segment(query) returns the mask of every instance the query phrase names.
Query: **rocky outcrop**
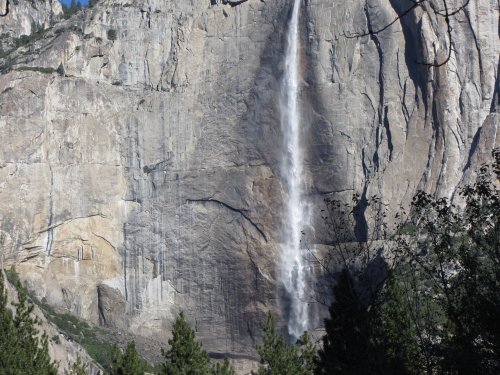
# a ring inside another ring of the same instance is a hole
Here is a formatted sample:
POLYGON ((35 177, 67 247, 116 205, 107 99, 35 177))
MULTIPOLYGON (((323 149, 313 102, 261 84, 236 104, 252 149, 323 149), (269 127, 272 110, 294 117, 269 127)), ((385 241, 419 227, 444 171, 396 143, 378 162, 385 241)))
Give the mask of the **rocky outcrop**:
MULTIPOLYGON (((245 359, 280 308, 291 2, 212 3, 102 0, 0 60, 2 253, 40 297, 95 323, 166 340, 184 310, 212 353, 245 359)), ((417 189, 451 196, 499 144, 497 4, 470 2, 451 41, 428 4, 346 36, 411 4, 302 4, 318 243, 332 240, 324 197, 397 209, 417 189), (422 64, 450 42, 448 64, 422 64)), ((377 209, 362 208, 358 236, 377 209)))
MULTIPOLYGON (((3 274, 3 277, 8 302, 19 302, 15 286, 8 282, 5 273, 3 274)), ((54 362, 57 362, 59 373, 61 375, 67 374, 67 372, 70 371, 71 366, 77 362, 78 358, 80 358, 81 362, 87 366, 88 375, 100 374, 102 369, 94 363, 85 349, 83 349, 78 343, 67 338, 66 335, 58 329, 58 327, 48 321, 37 305, 34 305, 32 314, 36 317, 36 319, 38 319, 36 329, 40 332, 40 334, 45 333, 47 335, 50 358, 54 362)))
POLYGON ((0 0, 0 49, 15 48, 19 38, 41 33, 61 17, 57 0, 0 0))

+++

*What you should do*:
Please pick out each row above that contains the word "mask", and copy those rows in full.

*Response below*:
segment(query) returns the mask of every instance the query phrase names.
Give the mask of the **rocky outcrop**:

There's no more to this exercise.